• INSTRUCTIONS TO FOLLOW: Reproduce all of the data that follows, word for word and line for line.

[Start DATA SUPPLIED]

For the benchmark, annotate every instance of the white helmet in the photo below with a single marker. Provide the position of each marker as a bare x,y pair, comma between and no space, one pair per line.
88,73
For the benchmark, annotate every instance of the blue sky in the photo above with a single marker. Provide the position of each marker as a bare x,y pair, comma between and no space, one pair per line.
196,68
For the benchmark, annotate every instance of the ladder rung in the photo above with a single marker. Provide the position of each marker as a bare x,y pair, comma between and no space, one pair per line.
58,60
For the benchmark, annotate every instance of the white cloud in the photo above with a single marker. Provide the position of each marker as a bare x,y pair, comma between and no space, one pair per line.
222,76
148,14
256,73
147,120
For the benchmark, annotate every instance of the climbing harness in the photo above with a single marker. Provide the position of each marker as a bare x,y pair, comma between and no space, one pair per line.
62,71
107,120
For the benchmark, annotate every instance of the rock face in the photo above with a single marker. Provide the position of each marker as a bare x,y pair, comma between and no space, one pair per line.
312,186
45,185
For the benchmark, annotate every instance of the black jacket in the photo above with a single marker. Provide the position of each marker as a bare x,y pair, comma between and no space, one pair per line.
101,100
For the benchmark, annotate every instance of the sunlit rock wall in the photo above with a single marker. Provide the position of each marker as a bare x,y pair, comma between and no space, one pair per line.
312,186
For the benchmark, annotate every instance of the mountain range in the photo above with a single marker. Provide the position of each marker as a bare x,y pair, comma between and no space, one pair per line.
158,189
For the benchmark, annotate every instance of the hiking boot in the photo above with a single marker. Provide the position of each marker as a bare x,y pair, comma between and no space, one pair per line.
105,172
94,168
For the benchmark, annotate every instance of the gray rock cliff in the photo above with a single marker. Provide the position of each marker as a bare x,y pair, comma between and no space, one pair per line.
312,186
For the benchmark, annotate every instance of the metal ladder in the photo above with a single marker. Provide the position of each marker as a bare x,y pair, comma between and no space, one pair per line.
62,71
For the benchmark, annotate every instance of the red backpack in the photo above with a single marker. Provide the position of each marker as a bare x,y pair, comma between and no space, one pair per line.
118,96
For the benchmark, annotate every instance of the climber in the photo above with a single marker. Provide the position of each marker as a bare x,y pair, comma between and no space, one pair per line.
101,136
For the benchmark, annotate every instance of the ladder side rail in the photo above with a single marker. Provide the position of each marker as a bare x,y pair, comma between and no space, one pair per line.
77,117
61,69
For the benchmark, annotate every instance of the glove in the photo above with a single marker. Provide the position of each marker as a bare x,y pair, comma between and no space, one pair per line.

[End DATA SUPPLIED]

• ANSWER TO THIS EXERCISE:
For the benchmark, annotate every instance of the white helmet in the photo below with a single marker. Provide the position of each marker as a bare x,y pair, comma between and no space, one pair per line.
88,73
For the benchmark, annotate every instance of the blue sky in the photo above with a single marker. Provide the position of each marker as a bare x,y pair, comma between and no space, one pair per line.
196,68
For the benchmark, annotate every instance of the ladder rung in the photo above with a single marker. Provide the position of each marker as a bare x,y pair, comma between and no space, one pair per line.
58,60
For the benchmark, annotate every instance of the white cloud in the photo above with a single marker. Provide the position of each marker as a bare x,y pair, comma between and no space, one pair per line.
222,76
148,14
256,73
147,120
For the benchmark, annotate every instance of the climbing harness in the photo above with a single marker. Provide the position of each marker as a bare x,y pair, comma between and no space, one pair per line.
62,71
107,120
For the benchmark, annotate every instance of the rock face in the photo above with a single marker. Provide the position of each marker as a bare x,y pair, comma between and no space, one pair per line.
312,186
45,185
For the benchmark, annotate every instance of the black jacket in the photo above with a single marker. Provide the position of each marker as a bare x,y pair, comma between and no space, one pair per line.
101,100
For the benchmark, annotate every instance of the sunlit rock wall in the photo above with a single marker. Provide the position of each marker as a bare x,y pair, comma between and no space, one pair per line.
312,186
For the benchmark, annotate every instance of the mountain range in the photo above with a single marker. Provide the position of each marker as a bare x,y pair, comma between and no space, one pair per line.
158,189
For the benchmark, annotate every instance of the hiking boot in the photo above with a single marker. Provide the position of each marker as a bare x,y pair, comma between and no space, one pair per line.
105,172
94,168
For the benchmark, annotate every instance of the gray rock cliff in the photo above with a single marker. Provide the position of each marker as a bare x,y pair, comma between and no space, one pair per line.
312,186
For the benchmark, annotate every instance of the metal ladder in the photo above with a single marker. Provide the position of each marker as a bare x,y pair, comma between and no space, one pair per line.
62,71
For the benchmark, annotate every instance of the red backpack in the photo above with a single marker. Provide the position of each marker as a bare x,y pair, comma between and no space, one pair per line.
118,96
For the benchmark, annotate every instance of the climber in the photo above with a single marker. Provide the position of each marker as a bare x,y pair, comma between and no space, one pair per line.
101,136
For the benchmark, annotate every instance of the ladder side rail in the photo above with a single marker. Provide the position of each marker as a bare x,y pair, comma between and no space, one pair per line.
77,117
61,69
For the benchmark, annotate every instance of the glove in the photo above with a single marker. Provide the position of each marker as a bare x,y pair, comma between and no space, one pair per line.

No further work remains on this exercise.